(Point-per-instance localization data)
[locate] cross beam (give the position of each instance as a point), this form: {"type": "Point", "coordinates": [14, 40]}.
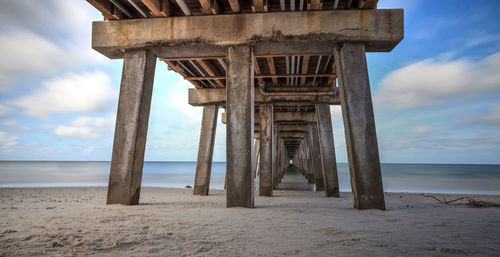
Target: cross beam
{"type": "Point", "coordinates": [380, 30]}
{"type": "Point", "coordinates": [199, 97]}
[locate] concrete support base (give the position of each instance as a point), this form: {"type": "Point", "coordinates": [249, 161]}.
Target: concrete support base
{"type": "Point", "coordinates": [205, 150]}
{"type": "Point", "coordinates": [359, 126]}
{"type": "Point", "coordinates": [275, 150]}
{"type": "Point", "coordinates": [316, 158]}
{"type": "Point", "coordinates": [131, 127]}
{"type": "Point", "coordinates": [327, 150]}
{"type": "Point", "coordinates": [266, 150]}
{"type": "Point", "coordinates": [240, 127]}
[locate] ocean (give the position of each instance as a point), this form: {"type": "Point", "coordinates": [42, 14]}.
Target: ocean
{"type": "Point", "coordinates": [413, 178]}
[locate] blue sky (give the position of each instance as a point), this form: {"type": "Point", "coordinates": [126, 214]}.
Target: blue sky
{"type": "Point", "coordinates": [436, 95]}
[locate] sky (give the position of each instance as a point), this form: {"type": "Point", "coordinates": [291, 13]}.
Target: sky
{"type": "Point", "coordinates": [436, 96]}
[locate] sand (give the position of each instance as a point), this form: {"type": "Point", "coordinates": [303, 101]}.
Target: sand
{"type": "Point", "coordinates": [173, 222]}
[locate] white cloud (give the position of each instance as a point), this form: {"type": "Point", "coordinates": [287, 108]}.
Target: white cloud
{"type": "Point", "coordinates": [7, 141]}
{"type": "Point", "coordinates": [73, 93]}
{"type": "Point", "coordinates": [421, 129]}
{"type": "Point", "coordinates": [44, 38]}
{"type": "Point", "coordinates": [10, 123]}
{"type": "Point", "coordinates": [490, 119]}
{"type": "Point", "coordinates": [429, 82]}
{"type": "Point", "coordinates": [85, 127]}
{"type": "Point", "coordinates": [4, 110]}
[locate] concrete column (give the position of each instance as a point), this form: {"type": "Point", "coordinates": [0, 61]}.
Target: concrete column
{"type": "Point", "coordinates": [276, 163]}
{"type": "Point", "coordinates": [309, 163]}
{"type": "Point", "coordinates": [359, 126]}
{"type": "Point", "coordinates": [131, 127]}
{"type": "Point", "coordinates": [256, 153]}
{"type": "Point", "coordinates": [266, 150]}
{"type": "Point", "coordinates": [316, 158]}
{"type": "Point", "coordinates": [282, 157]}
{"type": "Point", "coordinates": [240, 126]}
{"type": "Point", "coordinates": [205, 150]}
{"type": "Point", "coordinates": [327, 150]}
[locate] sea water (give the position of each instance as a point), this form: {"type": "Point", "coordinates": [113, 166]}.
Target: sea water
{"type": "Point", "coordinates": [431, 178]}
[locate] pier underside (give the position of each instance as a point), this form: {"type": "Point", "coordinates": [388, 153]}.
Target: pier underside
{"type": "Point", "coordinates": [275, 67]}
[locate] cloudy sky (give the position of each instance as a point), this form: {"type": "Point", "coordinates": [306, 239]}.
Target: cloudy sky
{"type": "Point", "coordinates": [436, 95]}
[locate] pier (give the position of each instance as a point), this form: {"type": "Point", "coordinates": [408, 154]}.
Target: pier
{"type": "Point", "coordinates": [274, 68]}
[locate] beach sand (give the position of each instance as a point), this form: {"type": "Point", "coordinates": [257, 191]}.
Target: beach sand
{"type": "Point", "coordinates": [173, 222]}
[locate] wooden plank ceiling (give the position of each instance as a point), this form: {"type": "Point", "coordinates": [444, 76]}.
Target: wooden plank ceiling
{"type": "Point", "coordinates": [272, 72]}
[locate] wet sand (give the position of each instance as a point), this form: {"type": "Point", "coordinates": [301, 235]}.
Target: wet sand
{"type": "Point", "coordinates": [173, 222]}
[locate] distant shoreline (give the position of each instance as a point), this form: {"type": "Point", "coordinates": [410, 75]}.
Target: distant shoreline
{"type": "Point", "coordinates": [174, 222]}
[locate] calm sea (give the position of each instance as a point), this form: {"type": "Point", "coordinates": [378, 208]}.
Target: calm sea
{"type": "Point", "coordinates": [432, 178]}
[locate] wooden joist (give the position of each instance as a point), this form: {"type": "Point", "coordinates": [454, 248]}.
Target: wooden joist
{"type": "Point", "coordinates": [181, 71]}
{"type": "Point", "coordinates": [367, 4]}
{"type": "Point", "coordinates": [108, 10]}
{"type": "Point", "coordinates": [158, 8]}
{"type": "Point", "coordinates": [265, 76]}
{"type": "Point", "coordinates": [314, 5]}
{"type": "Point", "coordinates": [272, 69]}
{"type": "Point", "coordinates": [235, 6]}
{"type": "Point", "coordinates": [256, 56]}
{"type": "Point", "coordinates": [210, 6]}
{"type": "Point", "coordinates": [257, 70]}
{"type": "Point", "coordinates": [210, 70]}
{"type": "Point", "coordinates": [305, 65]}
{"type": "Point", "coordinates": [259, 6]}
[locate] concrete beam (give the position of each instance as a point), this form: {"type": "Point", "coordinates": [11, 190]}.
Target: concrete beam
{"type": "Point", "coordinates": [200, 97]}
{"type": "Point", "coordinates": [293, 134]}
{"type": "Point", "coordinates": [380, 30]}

WHAT YOU SHOULD DO - Please restate the lines above exactly, starting at the first line of the data and stopping at the line containing "[locate] blue sky", which is included. Omit pictures.

THE ANSWER -
[locate] cross beam (give the position of each instance as a point), this form: {"type": "Point", "coordinates": [14, 40]}.
Target: cross beam
{"type": "Point", "coordinates": [380, 30]}
{"type": "Point", "coordinates": [199, 97]}
[locate] concrete support base (give the position of each instance as a point), this form: {"type": "Point", "coordinates": [249, 161]}.
Target: concrete support base
{"type": "Point", "coordinates": [205, 150]}
{"type": "Point", "coordinates": [359, 126]}
{"type": "Point", "coordinates": [275, 150]}
{"type": "Point", "coordinates": [316, 158]}
{"type": "Point", "coordinates": [131, 127]}
{"type": "Point", "coordinates": [327, 150]}
{"type": "Point", "coordinates": [266, 150]}
{"type": "Point", "coordinates": [240, 127]}
[locate] ocean (give the position of each instance as a point), this form: {"type": "Point", "coordinates": [42, 14]}.
Target: ocean
{"type": "Point", "coordinates": [413, 178]}
[locate] blue sky (give the position of each instance as a point), this form: {"type": "Point", "coordinates": [126, 214]}.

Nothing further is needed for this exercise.